**** Fragmento del texto ****

Fue hace ya algún tiempo, distante y sin embargo cercano todavía, que una idea consiguió ocupar el terreno de los diálogos cotidianos, acostumbrados a la comodidad de la bonanza. Y esta idea fue: ¿puede existir el estado democrático? Y la sombra, la alargada sombra de la duda alcanzaba hasta la conversación más superflua; acechaba, como un depredador, en los recovecos de los más banales temas comentados en una mesa cualquiera. Y sus raíces ocupaban los huecos deshabitados, devastados por aquella tormenta que fue la crisis económica y que no tardó en apellidarse «de valores».
Por aquellos años yo, como tantos otros, recorría el ecuador universitario. Y lo hacía entre las luces brillantes de la formación académica, esas mismas que guiaron a la humanidad en ese viaje que es la existencia hasta los días presentes y que, como un tesoro, se conserva y transmite de una a otra generación, entre aquellas luces – decía – y la terrible oscuridad de lo incierto, la sombra de la duda, la certeza del fracaso. No era extraño encontrarnos a mis amigos y a mí debatiendo acaloradamente sobre lo meramente circunstancial, como tampoco lo era escucharnos hablar e indagar sobre los más profundos conceptos de la que era por entonces la actualidad política. Por supuesto, no es difícil hallarme hoy en día entre las mismas disquisiciones con estas mismas personas: hay cosas que no cambian. Pero innegablemente la sombra nos alcanzó a nosotros.
¿Pudimos evitarla? ¿Es esta sombra una nube pasajera de este tiempo? Esta pregunta es un eco de la Historia que golpea las bases de nuestra sociedad. Y ante estas preguntas, cabe hacerse algunas otras ahora que estamos solos, al borde del sistema, cabeceando una y otra marea antes de un naufragio que amenaza cada vez con más certeza. No es poco lo que está en juego. Y a esta tribuna he venido a exponer no más que algunas reflexiones al respecto.

**** Registros ****

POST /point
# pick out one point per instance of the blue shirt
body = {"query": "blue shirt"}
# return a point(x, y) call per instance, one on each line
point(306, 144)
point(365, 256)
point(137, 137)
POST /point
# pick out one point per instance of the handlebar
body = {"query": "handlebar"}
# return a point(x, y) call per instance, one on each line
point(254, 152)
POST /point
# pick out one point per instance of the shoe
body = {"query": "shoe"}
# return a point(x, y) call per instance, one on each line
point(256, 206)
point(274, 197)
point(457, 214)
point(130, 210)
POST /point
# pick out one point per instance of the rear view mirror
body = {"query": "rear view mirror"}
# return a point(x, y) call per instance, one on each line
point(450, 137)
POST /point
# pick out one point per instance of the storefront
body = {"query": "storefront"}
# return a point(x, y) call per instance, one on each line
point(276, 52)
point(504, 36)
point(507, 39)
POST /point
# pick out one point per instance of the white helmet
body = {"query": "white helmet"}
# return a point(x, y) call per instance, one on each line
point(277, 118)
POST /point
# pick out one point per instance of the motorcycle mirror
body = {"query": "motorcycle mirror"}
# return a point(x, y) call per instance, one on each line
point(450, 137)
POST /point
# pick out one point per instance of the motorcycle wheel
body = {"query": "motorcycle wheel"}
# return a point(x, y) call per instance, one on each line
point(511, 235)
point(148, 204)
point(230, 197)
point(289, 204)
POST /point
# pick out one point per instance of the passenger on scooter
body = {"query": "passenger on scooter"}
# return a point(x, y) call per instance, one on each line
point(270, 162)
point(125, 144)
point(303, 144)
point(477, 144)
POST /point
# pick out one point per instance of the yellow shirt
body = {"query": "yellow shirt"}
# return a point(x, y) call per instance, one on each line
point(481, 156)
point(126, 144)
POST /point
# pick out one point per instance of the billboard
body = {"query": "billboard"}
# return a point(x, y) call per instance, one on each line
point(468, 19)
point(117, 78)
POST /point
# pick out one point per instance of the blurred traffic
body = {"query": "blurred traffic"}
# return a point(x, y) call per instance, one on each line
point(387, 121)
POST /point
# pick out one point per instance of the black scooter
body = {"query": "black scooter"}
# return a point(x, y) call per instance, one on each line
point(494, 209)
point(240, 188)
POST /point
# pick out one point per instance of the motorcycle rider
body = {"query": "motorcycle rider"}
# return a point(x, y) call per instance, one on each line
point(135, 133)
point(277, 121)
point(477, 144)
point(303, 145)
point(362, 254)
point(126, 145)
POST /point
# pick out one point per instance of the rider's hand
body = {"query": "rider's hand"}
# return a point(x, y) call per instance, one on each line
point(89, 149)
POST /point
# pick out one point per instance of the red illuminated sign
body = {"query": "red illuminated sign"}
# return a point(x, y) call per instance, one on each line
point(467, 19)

****
**** Registros ****

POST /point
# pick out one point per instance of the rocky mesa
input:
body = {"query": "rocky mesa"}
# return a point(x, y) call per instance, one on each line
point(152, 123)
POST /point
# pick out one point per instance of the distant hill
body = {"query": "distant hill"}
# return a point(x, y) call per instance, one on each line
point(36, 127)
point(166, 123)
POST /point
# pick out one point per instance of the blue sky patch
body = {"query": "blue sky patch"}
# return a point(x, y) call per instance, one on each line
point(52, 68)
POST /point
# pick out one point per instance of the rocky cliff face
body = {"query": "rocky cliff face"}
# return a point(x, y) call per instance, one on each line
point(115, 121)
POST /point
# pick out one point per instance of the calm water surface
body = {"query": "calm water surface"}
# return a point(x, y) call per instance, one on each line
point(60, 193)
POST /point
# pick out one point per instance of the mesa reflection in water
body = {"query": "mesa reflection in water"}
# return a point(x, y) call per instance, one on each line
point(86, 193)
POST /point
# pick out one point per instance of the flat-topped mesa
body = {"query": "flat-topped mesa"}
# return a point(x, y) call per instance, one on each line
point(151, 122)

****

Actividades ::
1) Indica si cada afirmación concuerda con el fragmento sobre la duda democrática y cita las palabras exactas que lo deciden.
(a) En aquellos años, quien narra se encontraba a mitad de sus estudios universitarios.
(b) La crisis económica pasó pronto a llamarse «de valores».
(c) Quien narra ya no debate sobre esos temas con las mismas personas.
2) Filtra los registros y copia cada línea que contenga la cadena "rider".

Soluciones ::
1)
(a) Sí: «Por aquellos años yo, como tantos otros, recorría el ecuador universitario».
(b) Sí: «la crisis económica y que no tardó en apellidarse «de valores»».
(c) No: «no es difícil hallarme hoy en día entre las mismas disquisiciones con estas mismas personas».

2)
# pick out one point per instance of the motorcycle rider
body = {"query": "motorcycle rider"}
# pick out one point per instance of the rider's hand
body = {"query": "rider's hand"}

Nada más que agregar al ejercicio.